* [Aim]
Copy word for word the lines from the one containing "woman's hand, a" through the final line below, both ends included.

* [Listed entries]
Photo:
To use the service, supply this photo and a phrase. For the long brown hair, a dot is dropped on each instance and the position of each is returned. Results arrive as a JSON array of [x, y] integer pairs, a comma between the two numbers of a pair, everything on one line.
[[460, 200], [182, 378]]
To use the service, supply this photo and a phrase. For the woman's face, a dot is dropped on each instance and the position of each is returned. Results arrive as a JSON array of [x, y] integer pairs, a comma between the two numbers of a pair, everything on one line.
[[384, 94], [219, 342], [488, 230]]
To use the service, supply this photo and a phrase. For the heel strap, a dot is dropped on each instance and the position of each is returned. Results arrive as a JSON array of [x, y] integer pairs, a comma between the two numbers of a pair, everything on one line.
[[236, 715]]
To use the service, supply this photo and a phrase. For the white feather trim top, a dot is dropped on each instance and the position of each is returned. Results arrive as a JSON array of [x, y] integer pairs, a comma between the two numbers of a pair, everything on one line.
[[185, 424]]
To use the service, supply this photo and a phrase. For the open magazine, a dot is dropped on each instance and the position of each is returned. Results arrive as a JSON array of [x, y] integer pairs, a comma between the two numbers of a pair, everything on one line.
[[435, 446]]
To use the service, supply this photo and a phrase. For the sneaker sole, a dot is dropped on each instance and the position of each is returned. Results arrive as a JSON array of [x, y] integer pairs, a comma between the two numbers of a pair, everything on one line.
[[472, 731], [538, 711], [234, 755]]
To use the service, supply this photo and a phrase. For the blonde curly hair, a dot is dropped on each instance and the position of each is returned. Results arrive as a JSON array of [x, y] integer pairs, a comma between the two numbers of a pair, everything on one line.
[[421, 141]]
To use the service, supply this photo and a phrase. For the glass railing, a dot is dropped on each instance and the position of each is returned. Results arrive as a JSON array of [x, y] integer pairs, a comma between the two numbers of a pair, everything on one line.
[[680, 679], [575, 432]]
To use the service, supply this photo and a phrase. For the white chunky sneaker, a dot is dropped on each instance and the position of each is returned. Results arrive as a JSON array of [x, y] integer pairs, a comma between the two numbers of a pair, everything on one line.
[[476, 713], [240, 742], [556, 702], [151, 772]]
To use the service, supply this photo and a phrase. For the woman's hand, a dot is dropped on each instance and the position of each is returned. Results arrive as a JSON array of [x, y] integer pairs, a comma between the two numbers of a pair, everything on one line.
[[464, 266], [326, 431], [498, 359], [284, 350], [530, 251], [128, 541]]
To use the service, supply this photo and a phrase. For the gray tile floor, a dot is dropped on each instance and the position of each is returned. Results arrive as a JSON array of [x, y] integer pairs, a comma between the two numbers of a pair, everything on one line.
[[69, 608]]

* [Expected answer]
To use the service, supply this photo and a phrase. For the woman's hand, a dot is dropped on each instance and the position of each is returned. Results arrive as a JSON array of [x, y] integer pairs, a comma between the two numbers of a pair, everything on one line.
[[464, 266], [326, 431], [498, 359], [284, 350], [530, 251], [128, 541]]
To use the service, supply this photo and a phrase. For the gray tile floor, a dot is dropped on each instance and the position of each is returned. Results arrive as a JSON array of [x, y] integer pairs, a comma between the two numbers of a pair, everything on one line.
[[69, 608]]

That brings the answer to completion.